§ WORK TO DO
Locate every line in the items below that contains the word "ribbed", and copy each of those lines out in full. Case counts.

# START OF DATA LINES

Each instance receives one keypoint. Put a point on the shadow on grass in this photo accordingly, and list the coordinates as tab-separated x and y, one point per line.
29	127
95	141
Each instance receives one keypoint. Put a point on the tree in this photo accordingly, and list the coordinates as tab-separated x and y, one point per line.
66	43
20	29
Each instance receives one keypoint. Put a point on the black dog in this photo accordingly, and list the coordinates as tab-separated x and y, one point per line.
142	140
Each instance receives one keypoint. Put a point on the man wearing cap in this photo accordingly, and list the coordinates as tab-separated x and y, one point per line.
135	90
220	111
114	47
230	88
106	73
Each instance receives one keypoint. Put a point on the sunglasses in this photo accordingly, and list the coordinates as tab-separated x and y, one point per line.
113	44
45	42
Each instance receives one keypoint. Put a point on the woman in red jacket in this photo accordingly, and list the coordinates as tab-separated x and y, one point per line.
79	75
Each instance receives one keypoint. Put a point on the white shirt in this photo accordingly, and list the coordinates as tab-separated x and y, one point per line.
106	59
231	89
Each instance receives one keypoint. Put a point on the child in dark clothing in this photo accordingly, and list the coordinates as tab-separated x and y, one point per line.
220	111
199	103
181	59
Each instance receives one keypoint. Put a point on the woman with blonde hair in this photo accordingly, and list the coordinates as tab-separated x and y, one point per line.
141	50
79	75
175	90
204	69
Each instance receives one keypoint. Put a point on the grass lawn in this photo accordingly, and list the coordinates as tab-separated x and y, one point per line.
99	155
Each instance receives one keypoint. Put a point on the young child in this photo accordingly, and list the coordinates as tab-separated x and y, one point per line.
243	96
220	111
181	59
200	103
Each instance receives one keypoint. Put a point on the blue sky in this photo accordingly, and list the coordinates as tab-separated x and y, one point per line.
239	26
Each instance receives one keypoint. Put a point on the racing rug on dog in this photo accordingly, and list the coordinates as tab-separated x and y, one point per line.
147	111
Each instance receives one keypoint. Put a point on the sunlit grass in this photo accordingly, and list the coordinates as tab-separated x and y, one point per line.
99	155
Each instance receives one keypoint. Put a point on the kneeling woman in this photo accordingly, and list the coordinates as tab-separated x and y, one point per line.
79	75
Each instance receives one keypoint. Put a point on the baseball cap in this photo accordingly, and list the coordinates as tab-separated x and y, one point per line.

# END OF DATA LINES
# START OF DATA LINES

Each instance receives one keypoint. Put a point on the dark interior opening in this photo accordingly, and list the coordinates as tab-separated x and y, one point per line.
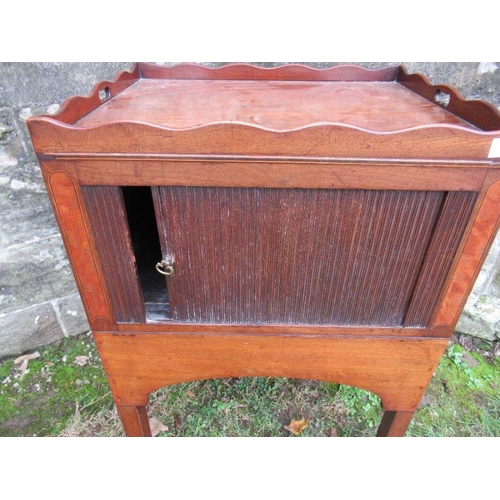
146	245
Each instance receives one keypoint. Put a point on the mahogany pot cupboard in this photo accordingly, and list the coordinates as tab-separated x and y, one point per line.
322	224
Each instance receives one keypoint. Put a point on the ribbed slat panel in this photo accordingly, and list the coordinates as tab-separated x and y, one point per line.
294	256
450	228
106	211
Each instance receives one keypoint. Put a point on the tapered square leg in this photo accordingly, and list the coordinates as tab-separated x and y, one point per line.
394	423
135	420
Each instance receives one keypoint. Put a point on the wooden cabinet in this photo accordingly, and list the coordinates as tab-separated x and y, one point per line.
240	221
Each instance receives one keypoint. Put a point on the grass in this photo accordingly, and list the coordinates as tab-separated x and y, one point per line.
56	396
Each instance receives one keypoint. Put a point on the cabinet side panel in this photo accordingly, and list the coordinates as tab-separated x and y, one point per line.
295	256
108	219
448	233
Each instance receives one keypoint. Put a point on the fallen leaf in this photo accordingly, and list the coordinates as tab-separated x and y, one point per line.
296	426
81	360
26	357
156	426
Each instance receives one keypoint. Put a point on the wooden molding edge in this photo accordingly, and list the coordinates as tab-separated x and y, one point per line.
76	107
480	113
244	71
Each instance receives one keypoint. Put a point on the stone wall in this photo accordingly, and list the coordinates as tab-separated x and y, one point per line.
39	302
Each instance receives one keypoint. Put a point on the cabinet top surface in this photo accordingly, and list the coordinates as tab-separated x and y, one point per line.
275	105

# END OF DATA LINES
# START OF DATA LINES

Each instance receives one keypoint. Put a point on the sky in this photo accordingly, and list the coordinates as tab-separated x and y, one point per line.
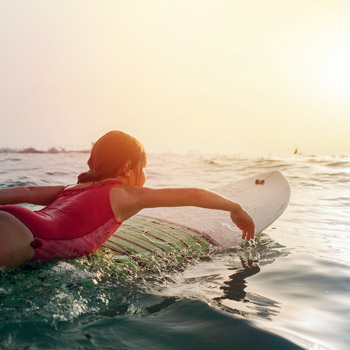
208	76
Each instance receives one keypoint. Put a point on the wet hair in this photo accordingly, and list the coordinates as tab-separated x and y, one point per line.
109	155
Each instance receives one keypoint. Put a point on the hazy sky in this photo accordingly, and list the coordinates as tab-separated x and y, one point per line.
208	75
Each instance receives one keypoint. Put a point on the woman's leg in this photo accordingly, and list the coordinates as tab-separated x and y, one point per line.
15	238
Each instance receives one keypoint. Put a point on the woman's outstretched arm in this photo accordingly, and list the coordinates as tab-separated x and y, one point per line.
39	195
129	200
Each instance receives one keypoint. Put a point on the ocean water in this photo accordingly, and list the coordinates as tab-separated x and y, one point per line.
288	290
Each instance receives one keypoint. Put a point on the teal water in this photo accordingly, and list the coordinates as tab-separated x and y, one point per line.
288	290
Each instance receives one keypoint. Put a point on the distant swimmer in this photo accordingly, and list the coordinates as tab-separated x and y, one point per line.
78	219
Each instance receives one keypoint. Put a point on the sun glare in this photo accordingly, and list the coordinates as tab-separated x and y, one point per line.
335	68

# END OF DATA LINES

§ CORRECT ANSWER
Each instance receives one keypoint. Put a point on the ribbed slat panel in this photo accordingly, and list the coordinates as tab-separated x and y, one point per line.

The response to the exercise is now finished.